Rewrite the items below as a numbered list, leaving out any blank lines.

□ □ □ □ □ □ □

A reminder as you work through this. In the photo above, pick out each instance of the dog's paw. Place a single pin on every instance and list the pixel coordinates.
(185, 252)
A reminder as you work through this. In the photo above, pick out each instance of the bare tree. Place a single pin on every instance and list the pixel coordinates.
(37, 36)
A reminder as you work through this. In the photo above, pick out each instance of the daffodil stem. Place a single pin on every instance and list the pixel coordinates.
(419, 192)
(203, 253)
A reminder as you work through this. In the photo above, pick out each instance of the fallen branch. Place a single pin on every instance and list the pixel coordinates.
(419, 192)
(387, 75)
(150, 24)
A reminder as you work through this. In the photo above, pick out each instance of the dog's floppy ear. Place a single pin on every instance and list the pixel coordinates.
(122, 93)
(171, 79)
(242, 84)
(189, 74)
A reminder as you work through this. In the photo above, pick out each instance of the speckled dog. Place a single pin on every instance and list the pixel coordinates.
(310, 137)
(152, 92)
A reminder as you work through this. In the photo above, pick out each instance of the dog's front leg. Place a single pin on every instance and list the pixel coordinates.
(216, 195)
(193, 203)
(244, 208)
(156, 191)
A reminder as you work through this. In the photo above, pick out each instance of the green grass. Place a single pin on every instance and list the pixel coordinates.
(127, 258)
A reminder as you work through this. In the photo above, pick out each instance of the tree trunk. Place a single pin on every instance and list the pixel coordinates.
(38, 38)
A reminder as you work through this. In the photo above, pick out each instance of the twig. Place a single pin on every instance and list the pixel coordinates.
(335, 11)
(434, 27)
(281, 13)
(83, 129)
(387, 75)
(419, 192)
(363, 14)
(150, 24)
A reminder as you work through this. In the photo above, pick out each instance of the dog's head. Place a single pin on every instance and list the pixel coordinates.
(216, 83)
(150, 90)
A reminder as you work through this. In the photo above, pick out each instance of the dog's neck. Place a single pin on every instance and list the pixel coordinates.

□ □ □ □ □ □ □

RESULT:
1. A reminder as you work through this. In the photo above, pick out each instance of the dog's paw. Place a single pin on every instance and list the pixel coordinates.
2. (185, 252)
3. A reminder as you work through this. In the photo above, pick out each instance of the bare tree. Place a single pin on every instance and list the pixel coordinates.
4. (37, 36)
5. A reminder as you work through this. In the photo above, pick out each instance of the daffodil stem. Place a single pin on every instance and list the pixel coordinates.
6. (419, 192)
7. (203, 253)
8. A reminder as you work through this. In the photo above, pick out each instance of the fallen branch. Place a single pin on every instance and list the pixel coordinates.
9. (419, 192)
10. (387, 75)
11. (150, 24)
12. A reminder as you work through this. In the photo above, pick out each instance of the dog's floppy ear. Place a single pin on every instance and list the pixel coordinates.
13. (122, 93)
14. (171, 79)
15. (242, 84)
16. (189, 74)
17. A reminder as you work through this. In the photo above, pick out each instance of the speckled dog. Place a single pin on every instance and list the pixel coordinates.
18. (310, 137)
19. (152, 92)
20. A reminder as you work through this. In the photo above, pick out each instance of the dog's front leg. Place a single pin on every instance and list the pixel coordinates.
21. (216, 195)
22. (193, 203)
23. (244, 208)
24. (156, 191)
25. A reminder as you work through this. In the photo above, pick out each instance of the green grass. Place a single pin on every instance and list the pixel coordinates.
26. (127, 258)
27. A reminder as you work through this. In the photo above, pick out each instance of the tree trunk. Place a single pin on every instance and list the pixel coordinates.
28. (38, 38)
29. A reminder as you work through this. In the photo above, pick out each instance of the twig. Place a single pin on every instance and list the pixel coordinates.
30. (335, 11)
31. (434, 27)
32. (281, 13)
33. (83, 129)
34. (387, 75)
35. (419, 192)
36. (363, 14)
37. (150, 24)
38. A reminder as you work through this. In the photo above, pick out each instance of the dog's head. Place a single pin on every instance and list the pixel coordinates.
39. (216, 83)
40. (150, 90)
41. A reminder as you work through this. In the photo above, pick out each instance of the dog's neck. Place a single pin on every instance and list the pixel coordinates.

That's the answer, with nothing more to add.